* **AIM OF THE EXERCISE**
Please copy the stretch of the anime update below that opens with "Time for another" and closes with "in Rui Ninomiya.", renaming "sub-series" to "spin-off" wherever it occurs.
>> BEGIN SELECTION
Time for another update.

Gatchaman Crowds Insight: Naturally, I watched this right after the first season. In some ways, I like this more than the first season. In other ways, I don't. It evens out to being more or less just as good. Hajime continues to be a wonderful protagonist. This season once again places heavy emphasis on the power of groupthink and social media. It's very interesting. But this season also stresses the importance of disagreement, of having your own opinions, and of fighting for them. It's interesting how good the Crowds sub-series of Gatchaman is despite having so little in common with Gatchaman in general. There's not that much action, and when it is there it's usually pretty short-lived. It's character interactions and dialogue that drive this sub-series instead. Also, the Crowds sub-series has a very good non-gender conforming character in Rui Ninomiya.





Yona of the Dawn; Not very good. The only thing that saves this from being outright bad is its production values. It's often quite pretty to look at, and the ever-excellent Chiwa Saito's fantastic performance as the titular Yona helped me be interested enough to continue after the first couple episodes. But frankly, the series quickly becomes pretty boring. Princess Yona adventures around, surrounding herself with pretty boys to fight for her so she can reclaim the throne and avenge her father's death. Very quickly. The pacing is nuts. And then it just ends. With no continuation. No second season. It's been like 7 years since this aired so I'm pretty sure this adaptation has been canned lmao. Pretty generic anyway, wouldn't recommend. Obviously read the manga instead if you're at all interested in this franchise. I cant say that these types of mystical feudal Japan action-adventure series are really that interesting to begin with though. Hell, this is just a worse version of Inuyasha in a way, now that I think of it.
>> END SELECTION
>> BEGIN RECORDED DATA
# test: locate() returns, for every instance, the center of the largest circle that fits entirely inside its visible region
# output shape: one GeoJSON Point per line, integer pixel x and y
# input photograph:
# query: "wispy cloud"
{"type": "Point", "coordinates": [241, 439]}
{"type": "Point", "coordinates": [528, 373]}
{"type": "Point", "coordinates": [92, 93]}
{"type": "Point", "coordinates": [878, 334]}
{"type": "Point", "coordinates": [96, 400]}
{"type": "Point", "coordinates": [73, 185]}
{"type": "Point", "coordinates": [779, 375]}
>> END RECORDED DATA
* **RESPONSE TO THE EXERCISE**
Time for another update.

Gatchaman Crowds Insight: Naturally, I watched this right after the first season. In some ways, I like this more than the first season. In other ways, I don't. It evens out to being more or less just as good. Hajime continues to be a wonderful protagonist. This season once again places heavy emphasis on the power of groupthink and social media. It's very interesting. But this season also stresses the importance of disagreement, of having your own opinions, and of fighting for them. It's interesting how good the Crowds spin-off of Gatchaman is despite having so little in common with Gatchaman in general. There's not that much action, and when it is there it's usually pretty short-lived. It's character interactions and dialogue that drive this spin-off instead. Also, the Crowds spin-off has a very good non-gender conforming character in Rui Ninomiya.